Report every line of the entries below that contains the word "grass", copying each one in full.

* Records for this task *
******

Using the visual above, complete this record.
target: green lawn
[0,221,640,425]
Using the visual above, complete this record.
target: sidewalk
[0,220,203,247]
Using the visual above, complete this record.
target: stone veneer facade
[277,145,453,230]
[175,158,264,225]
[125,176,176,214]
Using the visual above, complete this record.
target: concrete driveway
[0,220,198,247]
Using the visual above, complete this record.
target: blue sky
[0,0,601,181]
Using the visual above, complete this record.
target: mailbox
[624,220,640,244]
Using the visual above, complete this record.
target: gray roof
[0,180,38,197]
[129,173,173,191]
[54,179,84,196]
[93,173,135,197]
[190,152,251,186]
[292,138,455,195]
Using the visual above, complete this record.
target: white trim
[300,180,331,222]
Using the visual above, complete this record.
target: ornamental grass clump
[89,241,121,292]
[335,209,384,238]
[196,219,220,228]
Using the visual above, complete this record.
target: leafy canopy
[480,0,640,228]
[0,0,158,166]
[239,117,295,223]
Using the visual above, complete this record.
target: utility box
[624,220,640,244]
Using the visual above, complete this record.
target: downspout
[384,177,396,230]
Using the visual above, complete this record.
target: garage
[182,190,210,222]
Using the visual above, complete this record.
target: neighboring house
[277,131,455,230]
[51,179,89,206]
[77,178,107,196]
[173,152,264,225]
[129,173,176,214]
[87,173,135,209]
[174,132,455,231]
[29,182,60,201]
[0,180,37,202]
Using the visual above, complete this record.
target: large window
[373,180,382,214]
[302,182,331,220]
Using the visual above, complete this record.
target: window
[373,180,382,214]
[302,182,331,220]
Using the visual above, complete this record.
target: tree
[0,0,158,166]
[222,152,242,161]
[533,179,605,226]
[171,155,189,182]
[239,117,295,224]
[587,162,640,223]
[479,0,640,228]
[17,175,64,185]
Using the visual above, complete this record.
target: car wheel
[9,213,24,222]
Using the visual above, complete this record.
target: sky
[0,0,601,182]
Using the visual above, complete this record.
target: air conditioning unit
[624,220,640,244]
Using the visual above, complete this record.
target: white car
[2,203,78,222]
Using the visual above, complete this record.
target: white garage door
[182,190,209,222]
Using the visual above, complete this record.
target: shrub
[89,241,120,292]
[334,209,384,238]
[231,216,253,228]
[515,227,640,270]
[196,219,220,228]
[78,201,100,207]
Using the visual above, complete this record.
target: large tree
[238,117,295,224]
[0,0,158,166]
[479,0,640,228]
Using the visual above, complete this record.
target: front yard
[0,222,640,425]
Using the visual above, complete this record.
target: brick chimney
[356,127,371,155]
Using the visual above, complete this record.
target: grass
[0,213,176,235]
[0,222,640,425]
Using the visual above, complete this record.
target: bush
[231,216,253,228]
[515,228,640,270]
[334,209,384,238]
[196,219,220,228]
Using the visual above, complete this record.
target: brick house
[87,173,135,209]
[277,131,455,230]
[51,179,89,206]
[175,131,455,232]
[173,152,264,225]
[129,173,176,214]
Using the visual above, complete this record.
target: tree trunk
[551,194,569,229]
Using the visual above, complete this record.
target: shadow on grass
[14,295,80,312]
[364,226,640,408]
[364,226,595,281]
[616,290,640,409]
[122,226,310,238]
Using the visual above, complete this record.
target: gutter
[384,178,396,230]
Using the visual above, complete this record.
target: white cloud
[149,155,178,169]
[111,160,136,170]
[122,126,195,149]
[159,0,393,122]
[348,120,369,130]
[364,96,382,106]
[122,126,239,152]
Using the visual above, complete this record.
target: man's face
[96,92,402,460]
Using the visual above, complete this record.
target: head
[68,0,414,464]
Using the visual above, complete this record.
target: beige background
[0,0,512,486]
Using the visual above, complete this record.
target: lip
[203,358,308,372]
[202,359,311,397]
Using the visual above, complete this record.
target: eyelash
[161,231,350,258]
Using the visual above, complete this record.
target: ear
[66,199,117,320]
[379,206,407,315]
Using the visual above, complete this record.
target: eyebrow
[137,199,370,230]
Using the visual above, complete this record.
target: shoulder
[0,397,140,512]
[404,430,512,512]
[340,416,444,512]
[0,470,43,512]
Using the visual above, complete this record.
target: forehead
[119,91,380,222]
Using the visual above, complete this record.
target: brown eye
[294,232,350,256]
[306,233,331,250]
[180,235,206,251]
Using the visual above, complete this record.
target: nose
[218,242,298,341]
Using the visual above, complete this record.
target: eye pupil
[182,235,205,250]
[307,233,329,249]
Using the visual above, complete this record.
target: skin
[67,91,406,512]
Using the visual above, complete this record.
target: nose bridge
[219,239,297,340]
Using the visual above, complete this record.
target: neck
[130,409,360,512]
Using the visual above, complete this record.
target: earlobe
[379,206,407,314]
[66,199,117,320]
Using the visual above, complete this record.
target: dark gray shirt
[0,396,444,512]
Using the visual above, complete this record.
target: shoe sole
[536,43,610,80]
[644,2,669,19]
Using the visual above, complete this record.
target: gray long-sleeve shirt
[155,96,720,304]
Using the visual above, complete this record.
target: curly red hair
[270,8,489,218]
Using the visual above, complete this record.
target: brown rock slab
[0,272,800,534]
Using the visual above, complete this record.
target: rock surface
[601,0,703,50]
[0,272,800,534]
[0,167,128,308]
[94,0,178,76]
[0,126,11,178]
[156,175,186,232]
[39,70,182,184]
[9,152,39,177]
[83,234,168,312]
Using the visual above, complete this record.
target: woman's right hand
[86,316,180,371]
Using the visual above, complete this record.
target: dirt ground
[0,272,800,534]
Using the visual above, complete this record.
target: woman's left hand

******

* Solution to this task *
target: ornamental grass clump
target: grass
target: shadow on grass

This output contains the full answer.